┌──
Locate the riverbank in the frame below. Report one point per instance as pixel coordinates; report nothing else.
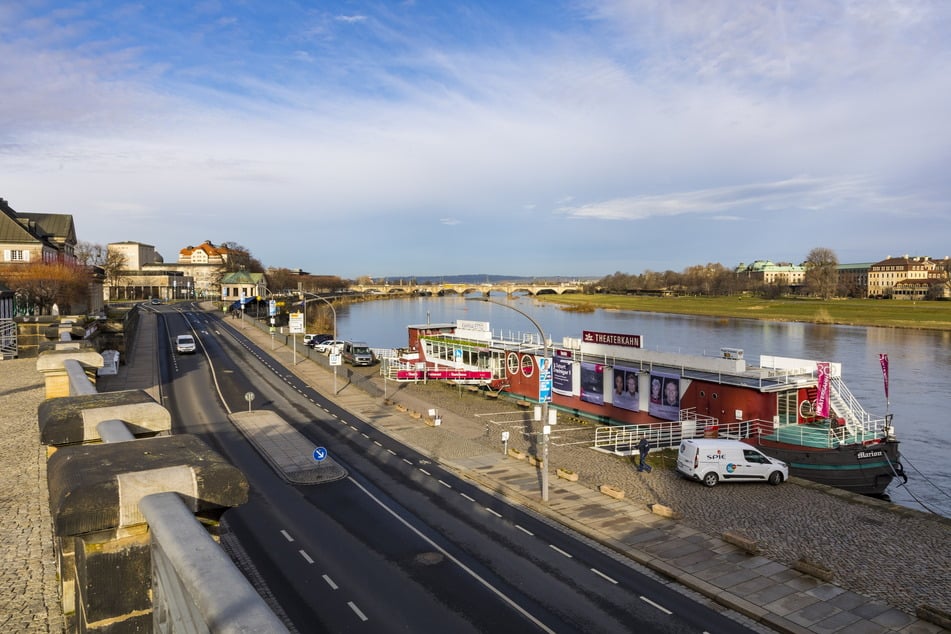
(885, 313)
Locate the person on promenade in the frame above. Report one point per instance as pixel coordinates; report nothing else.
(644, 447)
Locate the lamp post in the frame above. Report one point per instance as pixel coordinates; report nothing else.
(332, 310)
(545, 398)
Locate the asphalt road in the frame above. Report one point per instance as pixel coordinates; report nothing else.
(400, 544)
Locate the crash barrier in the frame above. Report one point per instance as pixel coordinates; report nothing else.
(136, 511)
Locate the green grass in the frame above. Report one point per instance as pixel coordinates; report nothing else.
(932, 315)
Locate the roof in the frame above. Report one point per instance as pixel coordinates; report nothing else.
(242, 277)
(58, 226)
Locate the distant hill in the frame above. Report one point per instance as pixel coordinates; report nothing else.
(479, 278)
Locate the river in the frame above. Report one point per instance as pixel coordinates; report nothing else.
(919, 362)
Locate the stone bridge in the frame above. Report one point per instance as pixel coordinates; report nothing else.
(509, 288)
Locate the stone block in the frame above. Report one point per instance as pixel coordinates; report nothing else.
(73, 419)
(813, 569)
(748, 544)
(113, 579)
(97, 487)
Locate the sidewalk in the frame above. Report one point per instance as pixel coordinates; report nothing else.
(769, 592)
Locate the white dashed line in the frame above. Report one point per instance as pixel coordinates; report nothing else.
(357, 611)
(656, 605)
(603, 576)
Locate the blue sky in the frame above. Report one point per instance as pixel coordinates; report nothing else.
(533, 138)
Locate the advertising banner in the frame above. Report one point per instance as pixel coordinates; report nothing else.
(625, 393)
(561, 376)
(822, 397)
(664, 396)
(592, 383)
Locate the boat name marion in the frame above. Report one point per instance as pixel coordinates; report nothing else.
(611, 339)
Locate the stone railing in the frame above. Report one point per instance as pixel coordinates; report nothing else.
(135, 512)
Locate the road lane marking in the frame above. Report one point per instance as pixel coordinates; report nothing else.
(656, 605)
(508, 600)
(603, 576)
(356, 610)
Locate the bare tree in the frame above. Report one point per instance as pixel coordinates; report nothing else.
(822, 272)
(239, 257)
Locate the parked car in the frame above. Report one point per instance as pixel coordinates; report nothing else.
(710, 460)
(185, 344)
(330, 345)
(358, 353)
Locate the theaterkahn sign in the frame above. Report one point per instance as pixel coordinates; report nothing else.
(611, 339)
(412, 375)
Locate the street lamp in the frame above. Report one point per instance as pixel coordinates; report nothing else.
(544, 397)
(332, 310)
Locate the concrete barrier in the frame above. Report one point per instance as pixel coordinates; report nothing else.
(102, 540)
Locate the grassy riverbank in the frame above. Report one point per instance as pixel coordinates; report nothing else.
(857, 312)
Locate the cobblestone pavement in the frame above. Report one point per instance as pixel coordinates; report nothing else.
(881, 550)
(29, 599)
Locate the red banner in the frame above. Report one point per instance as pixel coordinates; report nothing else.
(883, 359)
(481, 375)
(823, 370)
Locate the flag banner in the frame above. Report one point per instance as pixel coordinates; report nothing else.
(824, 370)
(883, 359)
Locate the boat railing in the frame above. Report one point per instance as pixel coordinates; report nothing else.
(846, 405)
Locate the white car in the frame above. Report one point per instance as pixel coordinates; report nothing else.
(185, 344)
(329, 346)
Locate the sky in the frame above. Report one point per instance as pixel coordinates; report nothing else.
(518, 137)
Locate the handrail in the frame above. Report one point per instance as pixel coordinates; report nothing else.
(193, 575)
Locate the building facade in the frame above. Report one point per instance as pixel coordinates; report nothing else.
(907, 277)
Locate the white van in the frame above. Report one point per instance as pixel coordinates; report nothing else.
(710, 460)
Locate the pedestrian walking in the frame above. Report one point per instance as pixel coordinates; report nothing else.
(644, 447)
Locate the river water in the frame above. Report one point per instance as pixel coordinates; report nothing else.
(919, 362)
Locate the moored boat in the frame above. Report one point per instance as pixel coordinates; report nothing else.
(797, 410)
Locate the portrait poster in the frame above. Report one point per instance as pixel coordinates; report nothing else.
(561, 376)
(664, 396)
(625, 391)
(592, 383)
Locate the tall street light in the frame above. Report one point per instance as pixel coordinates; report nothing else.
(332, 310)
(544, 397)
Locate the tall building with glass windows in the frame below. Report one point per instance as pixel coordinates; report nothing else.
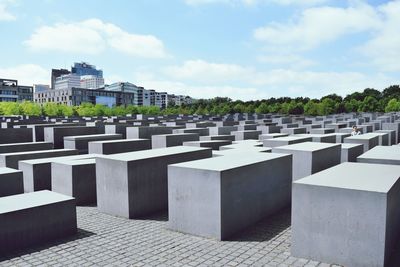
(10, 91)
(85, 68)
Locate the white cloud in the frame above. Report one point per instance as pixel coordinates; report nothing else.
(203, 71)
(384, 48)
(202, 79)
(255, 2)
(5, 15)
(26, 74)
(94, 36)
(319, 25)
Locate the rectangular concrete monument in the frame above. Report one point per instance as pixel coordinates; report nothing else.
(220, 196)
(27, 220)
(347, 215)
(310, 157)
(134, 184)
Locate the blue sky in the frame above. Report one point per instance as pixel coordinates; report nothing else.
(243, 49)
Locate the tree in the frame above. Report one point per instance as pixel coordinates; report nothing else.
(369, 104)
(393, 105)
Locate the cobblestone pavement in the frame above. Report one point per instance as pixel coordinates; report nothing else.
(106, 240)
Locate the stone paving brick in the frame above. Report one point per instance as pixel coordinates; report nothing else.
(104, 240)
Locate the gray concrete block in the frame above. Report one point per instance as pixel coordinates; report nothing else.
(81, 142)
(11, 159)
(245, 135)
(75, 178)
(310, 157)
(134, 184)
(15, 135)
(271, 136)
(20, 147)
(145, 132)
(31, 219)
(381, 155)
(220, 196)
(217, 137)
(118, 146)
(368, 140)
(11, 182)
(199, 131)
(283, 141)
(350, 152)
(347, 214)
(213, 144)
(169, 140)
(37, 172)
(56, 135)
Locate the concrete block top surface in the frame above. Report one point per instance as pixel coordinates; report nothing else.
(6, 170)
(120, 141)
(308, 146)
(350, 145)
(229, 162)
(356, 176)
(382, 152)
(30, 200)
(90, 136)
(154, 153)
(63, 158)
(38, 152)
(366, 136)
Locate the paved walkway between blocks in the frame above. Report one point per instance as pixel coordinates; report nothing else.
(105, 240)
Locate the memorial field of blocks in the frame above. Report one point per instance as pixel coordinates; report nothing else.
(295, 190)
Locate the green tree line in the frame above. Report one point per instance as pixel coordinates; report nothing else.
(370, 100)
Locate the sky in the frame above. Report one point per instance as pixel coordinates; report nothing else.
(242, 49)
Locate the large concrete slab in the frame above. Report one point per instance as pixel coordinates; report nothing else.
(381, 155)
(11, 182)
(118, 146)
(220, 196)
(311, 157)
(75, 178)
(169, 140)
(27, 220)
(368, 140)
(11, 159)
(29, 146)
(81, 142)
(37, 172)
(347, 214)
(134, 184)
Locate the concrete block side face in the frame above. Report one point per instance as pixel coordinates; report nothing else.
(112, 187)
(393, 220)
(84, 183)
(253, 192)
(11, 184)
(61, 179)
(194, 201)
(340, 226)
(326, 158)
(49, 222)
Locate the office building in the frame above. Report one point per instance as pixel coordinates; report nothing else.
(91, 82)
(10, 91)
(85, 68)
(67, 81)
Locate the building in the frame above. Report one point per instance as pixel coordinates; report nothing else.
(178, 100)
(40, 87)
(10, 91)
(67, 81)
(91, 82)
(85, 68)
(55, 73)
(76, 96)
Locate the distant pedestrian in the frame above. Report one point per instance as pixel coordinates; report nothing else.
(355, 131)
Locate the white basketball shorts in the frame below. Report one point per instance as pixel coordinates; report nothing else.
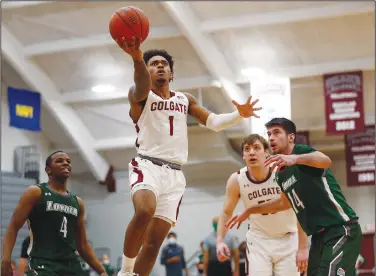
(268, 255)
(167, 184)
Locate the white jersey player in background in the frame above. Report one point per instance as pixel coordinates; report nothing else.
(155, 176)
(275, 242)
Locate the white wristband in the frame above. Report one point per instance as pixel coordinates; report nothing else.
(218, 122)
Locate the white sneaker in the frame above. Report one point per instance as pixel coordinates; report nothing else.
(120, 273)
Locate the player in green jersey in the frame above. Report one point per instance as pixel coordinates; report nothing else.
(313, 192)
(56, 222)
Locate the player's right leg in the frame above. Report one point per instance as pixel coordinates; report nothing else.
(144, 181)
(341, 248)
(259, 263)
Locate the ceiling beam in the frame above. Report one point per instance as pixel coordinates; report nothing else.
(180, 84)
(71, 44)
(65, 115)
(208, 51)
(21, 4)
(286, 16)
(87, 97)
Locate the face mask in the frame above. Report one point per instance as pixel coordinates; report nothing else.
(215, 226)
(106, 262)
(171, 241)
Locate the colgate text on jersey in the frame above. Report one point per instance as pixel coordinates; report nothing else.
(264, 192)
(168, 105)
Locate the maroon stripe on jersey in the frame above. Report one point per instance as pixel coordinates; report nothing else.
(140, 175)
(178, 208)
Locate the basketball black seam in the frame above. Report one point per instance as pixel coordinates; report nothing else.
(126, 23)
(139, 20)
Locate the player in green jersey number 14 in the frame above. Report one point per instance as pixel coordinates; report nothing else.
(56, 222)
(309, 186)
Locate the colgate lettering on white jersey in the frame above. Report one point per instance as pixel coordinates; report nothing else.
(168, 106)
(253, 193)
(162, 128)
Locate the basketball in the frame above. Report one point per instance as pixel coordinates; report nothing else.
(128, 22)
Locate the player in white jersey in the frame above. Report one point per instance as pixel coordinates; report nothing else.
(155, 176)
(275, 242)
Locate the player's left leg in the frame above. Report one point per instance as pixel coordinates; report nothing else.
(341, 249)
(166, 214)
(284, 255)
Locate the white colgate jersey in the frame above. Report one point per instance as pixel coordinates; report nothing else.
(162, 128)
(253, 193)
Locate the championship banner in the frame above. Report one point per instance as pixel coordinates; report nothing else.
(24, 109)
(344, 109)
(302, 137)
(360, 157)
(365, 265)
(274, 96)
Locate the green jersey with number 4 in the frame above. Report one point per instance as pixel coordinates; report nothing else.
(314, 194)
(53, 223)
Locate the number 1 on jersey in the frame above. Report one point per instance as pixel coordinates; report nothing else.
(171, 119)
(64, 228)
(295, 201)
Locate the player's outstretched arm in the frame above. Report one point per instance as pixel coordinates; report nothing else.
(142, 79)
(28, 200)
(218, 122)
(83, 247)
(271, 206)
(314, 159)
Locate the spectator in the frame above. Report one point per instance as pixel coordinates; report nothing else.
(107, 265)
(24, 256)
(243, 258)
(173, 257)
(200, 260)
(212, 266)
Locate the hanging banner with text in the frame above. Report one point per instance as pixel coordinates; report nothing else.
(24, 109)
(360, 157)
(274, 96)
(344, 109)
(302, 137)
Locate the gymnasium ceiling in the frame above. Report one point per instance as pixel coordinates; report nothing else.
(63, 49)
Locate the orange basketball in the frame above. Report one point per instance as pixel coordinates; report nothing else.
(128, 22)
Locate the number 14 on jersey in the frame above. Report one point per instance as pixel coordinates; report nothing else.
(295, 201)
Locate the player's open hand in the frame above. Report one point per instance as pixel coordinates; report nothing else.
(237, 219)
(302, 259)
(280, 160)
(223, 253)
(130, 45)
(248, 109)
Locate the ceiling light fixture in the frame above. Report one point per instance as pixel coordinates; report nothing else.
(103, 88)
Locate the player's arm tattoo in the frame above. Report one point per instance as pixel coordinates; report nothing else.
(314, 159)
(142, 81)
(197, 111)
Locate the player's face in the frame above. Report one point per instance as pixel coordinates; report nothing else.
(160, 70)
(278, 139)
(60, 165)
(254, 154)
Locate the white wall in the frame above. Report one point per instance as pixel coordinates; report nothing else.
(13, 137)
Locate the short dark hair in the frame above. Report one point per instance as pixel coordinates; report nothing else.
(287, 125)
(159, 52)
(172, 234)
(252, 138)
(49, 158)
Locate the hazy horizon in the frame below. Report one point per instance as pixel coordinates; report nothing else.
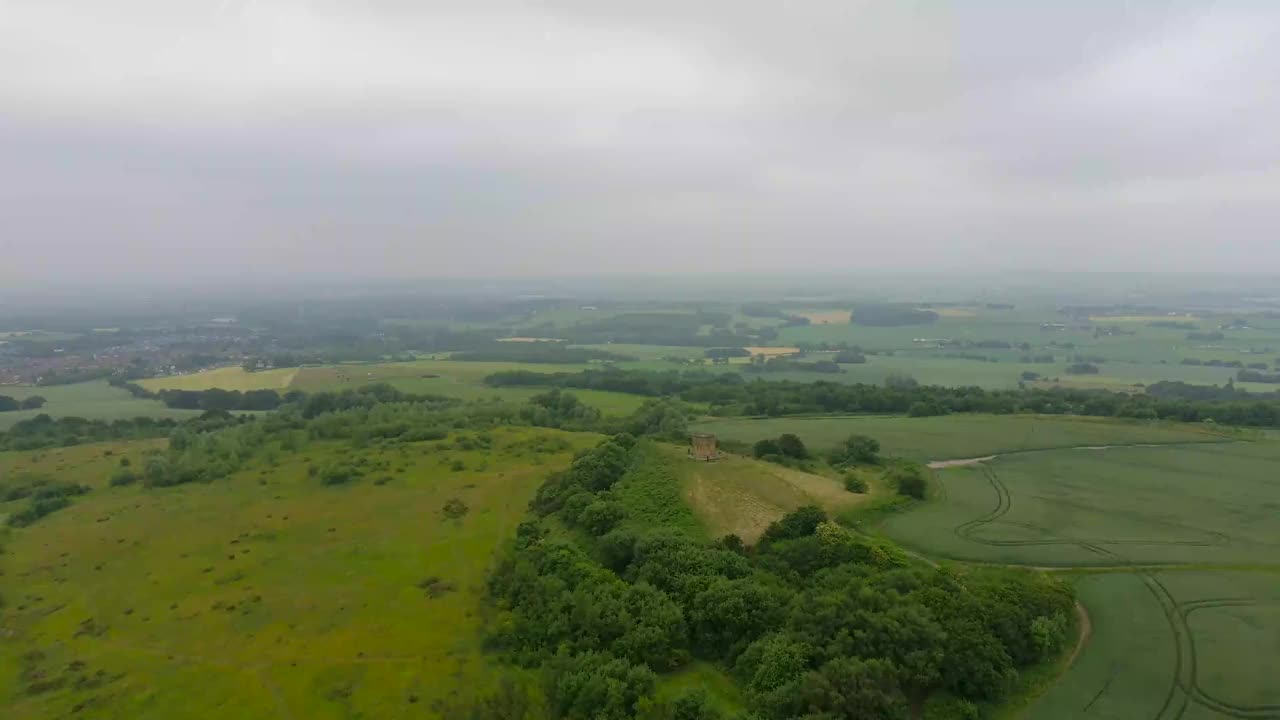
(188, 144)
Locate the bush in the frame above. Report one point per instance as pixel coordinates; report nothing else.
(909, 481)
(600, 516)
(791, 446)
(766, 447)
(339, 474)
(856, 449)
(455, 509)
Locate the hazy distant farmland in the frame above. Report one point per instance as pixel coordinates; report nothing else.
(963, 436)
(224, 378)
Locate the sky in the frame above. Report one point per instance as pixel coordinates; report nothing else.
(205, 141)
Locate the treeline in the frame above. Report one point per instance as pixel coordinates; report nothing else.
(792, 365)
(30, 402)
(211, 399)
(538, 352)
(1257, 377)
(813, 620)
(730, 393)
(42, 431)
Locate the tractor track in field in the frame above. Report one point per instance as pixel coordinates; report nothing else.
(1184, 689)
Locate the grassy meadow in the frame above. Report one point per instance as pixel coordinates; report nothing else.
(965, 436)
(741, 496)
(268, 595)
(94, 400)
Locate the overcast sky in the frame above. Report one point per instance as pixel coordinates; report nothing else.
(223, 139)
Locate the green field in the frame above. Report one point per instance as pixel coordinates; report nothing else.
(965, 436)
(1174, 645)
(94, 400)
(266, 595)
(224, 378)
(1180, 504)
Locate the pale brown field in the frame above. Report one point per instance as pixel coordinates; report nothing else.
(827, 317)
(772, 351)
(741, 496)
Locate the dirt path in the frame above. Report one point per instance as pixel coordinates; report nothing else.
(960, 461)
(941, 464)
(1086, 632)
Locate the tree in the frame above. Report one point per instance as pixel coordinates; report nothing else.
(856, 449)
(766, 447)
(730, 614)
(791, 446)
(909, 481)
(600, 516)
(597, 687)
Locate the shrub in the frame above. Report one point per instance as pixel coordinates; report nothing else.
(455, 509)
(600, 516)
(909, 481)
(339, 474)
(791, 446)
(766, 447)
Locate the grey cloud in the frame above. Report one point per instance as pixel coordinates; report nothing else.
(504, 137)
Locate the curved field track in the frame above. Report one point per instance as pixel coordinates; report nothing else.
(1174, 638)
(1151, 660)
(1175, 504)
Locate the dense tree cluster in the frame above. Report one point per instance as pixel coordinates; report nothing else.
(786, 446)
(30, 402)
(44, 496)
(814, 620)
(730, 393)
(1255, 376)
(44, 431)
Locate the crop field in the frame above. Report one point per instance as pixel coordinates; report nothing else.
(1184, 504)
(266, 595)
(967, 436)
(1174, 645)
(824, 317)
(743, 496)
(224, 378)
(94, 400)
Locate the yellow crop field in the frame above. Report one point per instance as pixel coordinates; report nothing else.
└──
WORK TO COMPLETE:
Starting with the line that contains "Locate the overcast", print each line through the last one in the listing. Include both end lines and add nothing.

FINISHED EXERCISE:
Locate the overcast sky in the frame above. Report one point per instance as pixel coordinates; report nothing else.
(223, 139)
Locate the green field in the frame above. Report one point per instance as pixel coordinates; report nothing else.
(965, 436)
(1174, 645)
(94, 400)
(266, 595)
(224, 378)
(1180, 504)
Locate the pale brown field in the frame above. Report one point per instance as pixel coordinates; report nothing else.
(827, 317)
(772, 351)
(741, 496)
Locate the dirt path in the frame above. Report one point per instance as pixel coordinates; report nothing else.
(960, 461)
(941, 464)
(1086, 632)
Locate the tree in the frame above. Report one point per instance as pixel coordinates; report nothing else.
(856, 449)
(766, 447)
(730, 614)
(791, 446)
(909, 481)
(600, 516)
(597, 687)
Locate the shrub in the frame above. Report one point per instance as pixel coordinates; report nothing else.
(455, 509)
(600, 516)
(909, 481)
(339, 474)
(791, 446)
(766, 447)
Locate the grey cloud in the frame above. Report one point per instance as pixel coordinates; report nothing else.
(504, 137)
Locate the curved field track in the frame above. Report one point per instance as pixel coordinates; report nothing else.
(1174, 638)
(1151, 660)
(1175, 504)
Locate the dense tree cluster in the frame above. Report one point per instance as pixel coordinates; report nothing else.
(786, 446)
(30, 402)
(44, 496)
(814, 620)
(730, 393)
(1255, 376)
(44, 431)
Locate the crop field in the frame above. Report one point per instance as pixel coordinates; report nothing else.
(1184, 504)
(266, 595)
(967, 436)
(1174, 645)
(824, 317)
(743, 496)
(224, 378)
(94, 400)
Locate the yellow crop field in the frame above. Report one point per instance as pixel coordinates; report nothing else.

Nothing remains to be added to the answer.